Pick up the passage below about the Terrorvision song "Oblivion" and continue it from its final sentence.

EXCERPT PROVIDED:
++++

"Oblivion" is a song by English rock band Terrorvision. Written by the band and produced by Gil Norton, the song was included as the second track on the band's second studio album, How to Make Friends and Influence People (1994). Like most Terrorvision songs, "Oblivion" contains political themes, but according to bass player Leigh Marklew, the messages were not taken seriously because of the song's doo-wop chorus. Released as the album's first single on  28 March 1994, the song peaked at number 21 on the UK Singles Chart and number 65 in Australia.

++++

DATA ROWS:

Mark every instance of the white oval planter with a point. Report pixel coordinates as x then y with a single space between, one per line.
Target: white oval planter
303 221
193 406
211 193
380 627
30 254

++++

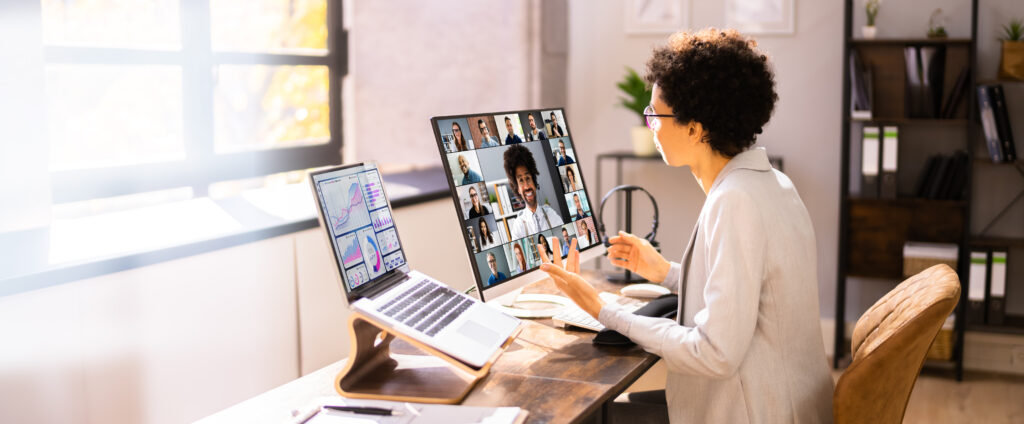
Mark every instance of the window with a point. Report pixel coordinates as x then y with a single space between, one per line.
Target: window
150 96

++++

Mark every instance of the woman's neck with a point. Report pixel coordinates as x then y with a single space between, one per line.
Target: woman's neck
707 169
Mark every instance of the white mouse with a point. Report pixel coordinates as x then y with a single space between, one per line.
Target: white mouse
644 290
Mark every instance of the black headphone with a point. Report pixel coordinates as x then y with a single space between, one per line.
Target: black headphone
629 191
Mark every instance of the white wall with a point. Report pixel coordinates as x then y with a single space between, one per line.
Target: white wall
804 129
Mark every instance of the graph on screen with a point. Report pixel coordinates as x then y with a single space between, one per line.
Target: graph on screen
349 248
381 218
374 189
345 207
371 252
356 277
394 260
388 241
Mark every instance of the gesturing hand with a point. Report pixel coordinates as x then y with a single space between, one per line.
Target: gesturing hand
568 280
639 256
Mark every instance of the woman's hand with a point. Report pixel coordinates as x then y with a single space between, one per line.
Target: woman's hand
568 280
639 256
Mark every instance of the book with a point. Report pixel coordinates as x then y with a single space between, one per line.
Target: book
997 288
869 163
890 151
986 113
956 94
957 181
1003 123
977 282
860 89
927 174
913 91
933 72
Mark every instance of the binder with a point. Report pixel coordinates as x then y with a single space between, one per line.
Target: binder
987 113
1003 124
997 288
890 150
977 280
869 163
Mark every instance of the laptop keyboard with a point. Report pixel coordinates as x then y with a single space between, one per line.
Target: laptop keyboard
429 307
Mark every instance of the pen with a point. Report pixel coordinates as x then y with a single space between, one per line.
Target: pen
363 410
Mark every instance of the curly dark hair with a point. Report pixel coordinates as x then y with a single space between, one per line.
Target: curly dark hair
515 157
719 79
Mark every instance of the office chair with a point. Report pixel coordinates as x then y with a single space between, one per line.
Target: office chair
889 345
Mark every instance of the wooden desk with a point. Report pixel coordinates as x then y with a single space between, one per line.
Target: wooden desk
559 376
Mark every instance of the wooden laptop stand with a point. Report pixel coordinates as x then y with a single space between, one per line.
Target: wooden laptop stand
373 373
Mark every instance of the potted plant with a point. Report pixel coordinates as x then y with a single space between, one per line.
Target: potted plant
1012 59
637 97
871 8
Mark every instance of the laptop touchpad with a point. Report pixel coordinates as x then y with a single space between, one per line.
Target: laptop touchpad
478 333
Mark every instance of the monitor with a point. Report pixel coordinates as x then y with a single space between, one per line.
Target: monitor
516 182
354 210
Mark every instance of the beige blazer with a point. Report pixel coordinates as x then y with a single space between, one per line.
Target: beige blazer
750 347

++++

EXERCISE OUTPUT:
Release and reception
On 28 March 1994, "Oblivion" was issued as the lead single from How to Make Friends and Influence People. When the album was released on 18 April 1994, "Oblivion" appeared as the second track. According to AllMusic reviewer Leslie Mathew, the song is a satirical critique on "squatter hippies". Upon the single's release, Music & Media magazine likened the song to the Smithereens' "Top of the Pops" (1991) and called it "hard-to-forget" with "instant 'got-ya' quality". Danny Martin of WhatCulture praised the song's chorus, referring to it as "singalong perfection", as well as Tony Wright's vocals, calling them a "perfect vessel" for the track's offbeat lyrics.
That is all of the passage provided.